## start TEXT EXCERPT

Surprise tax increase draws protests, anger at City Hall
Upon receiving their annual city property tax notices last month, city of Merrill residents learned of a 7.4% increase in 2019. This increase is contrary to what most believed would be a 3% increase, which was adopted into the 2019 city budget on Nov. 28. Despite an explanation being given along with tax notices, the discrepancy drew almost immediate backlash from the community as was readily apparent on local social media. That backlash spilled over into Tuesday night’s common council meeting.
In addition to a handful of community members defying the bitter cold wind to picket outside city hall Tuesday night, a standing room only audience packed into the council chambers.
The reason behind the rather unusually large gathering became evident during public comment session, and glaringly clear following the meeting.
During public comment, 11 speakers addressed the council voicing their concerns, and in some cases outrage over not only the tax increase, but the lack of advance notice from city officials.
The sentiments were summed up by city resident and business owner Mark Bares.
“I have zero confidence in our city administration,” Bares said. “We were all here less than a month ago to discuss the city budget and how the heavy tax burden affects us citizens. The citizens of Merrill were mad, we all signed a petition to stop the city from spending money like drunken sailors. The city levy tax increase would be 3%, but how was it we sat through two budget meetings and the city Finance Director (Kathy Unertl) and city administration didn’t say a word about an additional 4.4% tax increase! Why did they keep that a secret?
“Shame on our city council for letting things go on like this,” Bares added. “The only council members to vote against the budget both times were Steve Hass and Steve Osness. We elected you to protect our city and do what’s best for Merrill. If you believe this is what’s best for Merrill, then it’s not only time for our city administrator and finance director to be fired, but it’s time for a majority of you to go too.”

## end TEXT EXCERPT
## start INFORMATION SUPPLIED

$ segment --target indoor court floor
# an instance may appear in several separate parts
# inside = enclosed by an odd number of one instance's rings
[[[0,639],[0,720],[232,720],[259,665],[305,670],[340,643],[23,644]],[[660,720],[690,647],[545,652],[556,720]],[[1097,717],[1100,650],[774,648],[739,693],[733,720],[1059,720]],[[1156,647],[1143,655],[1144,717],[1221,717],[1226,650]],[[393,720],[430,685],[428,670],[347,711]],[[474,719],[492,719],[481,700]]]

## end INFORMATION SUPPLIED

REQUIRED TASK:
Could you write out the article about the Merrill property tax increase again, word for word? You won't need the lines to do this.

TASK RESPONSE:
Surprise tax increase draws protests, anger at City Hall
Upon receiving their annual city property tax notices last month, city of Merrill residents learned of a 7.4% increase in 2019. This increase is contrary to what most believed would be a 3% increase, which was adopted into the 2019 city budget on Nov. 28. Despite an explanation being given along with tax notices, the discrepancy drew almost immediate backlash from the community as was readily apparent on local social media. That backlash spilled over into Tuesday night’s common council meeting.
In addition to a handful of community members defying the bitter cold wind to picket outside city hall Tuesday night, a standing room only audience packed into the council chambers.
The reason behind the rather unusually large gathering became evident during public comment session, and glaringly clear following the meeting.
During public comment, 11 speakers addressed the council voicing their concerns, and in some cases outrage over not only the tax increase, but the lack of advance notice from city officials.
The sentiments were summed up by city resident and business owner Mark Bares.
“I have zero confidence in our city administration,” Bares said. “We were all here less than a month ago to discuss the city budget and how the heavy tax burden affects us citizens. The citizens of Merrill were mad, we all signed a petition to stop the city from spending money like drunken sailors. The city levy tax increase would be 3%, but how was it we sat through two budget meetings and the city Finance Director (Kathy Unertl) and city administration didn’t say a word about an additional 4.4% tax increase! Why did they keep that a secret?
“Shame on our city council for letting things go on like this,” Bares added. “The only council members to vote against the budget both times were Steve Hass and Steve Osness. We elected you to protect our city and do what’s best for Merrill. If you believe this is what’s best for Merrill, then it’s not only time for our city administrator and finance director to be fired, but it’s time for a majority of you to go too.”